**DATA EXTRACTS:**
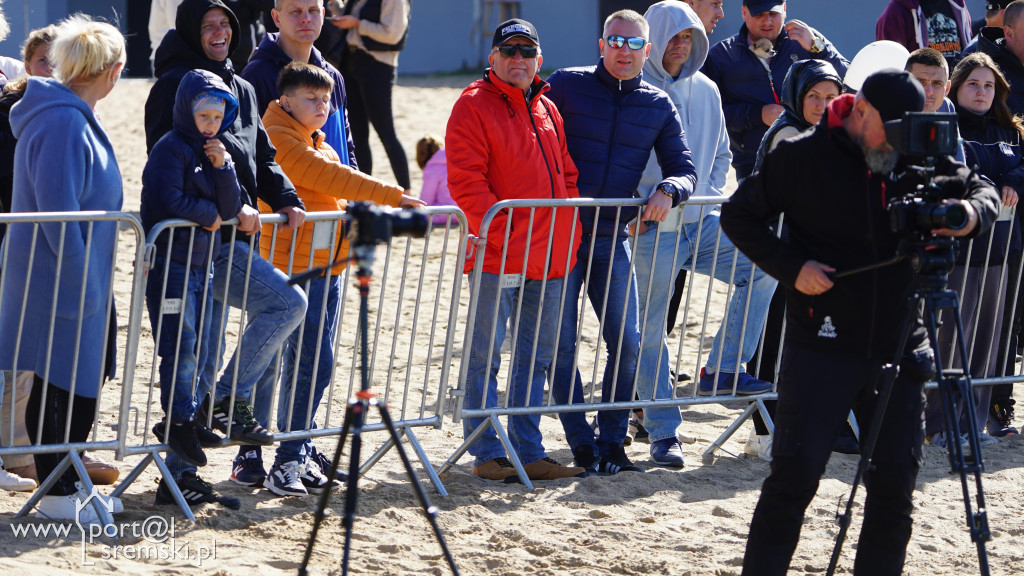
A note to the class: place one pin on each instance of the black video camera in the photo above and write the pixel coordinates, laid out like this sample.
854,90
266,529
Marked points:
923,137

==

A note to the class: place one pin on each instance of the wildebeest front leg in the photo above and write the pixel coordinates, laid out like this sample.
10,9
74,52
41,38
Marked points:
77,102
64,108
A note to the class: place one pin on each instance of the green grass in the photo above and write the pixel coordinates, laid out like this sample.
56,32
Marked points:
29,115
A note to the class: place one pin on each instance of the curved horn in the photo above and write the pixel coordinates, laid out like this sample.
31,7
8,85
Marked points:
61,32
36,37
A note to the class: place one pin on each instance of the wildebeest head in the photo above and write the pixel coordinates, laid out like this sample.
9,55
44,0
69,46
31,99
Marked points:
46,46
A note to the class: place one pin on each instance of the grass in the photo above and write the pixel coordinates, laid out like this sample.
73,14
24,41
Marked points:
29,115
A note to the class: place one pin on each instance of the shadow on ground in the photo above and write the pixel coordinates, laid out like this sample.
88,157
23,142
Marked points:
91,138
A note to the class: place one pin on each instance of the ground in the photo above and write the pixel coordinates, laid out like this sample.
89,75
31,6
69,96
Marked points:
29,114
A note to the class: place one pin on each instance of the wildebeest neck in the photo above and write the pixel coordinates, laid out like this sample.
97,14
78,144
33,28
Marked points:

**WHAT IS EXPECTED:**
Show every line of the listing that includes the word "wildebeest".

**ANSWER BOX:**
A note to the class: place one pin on each instance of the wildebeest front leg in the photo above and write the pixel coordinates, laid out like this sample.
A note to the class: place one pin on each instance of the wildebeest head in the photo above and write the pixel coordinates, laid out like this sample.
A note to the class: place one pin on each instance of the wildebeest neck in the photo above and write the pixel coordinates, laid out like this sample.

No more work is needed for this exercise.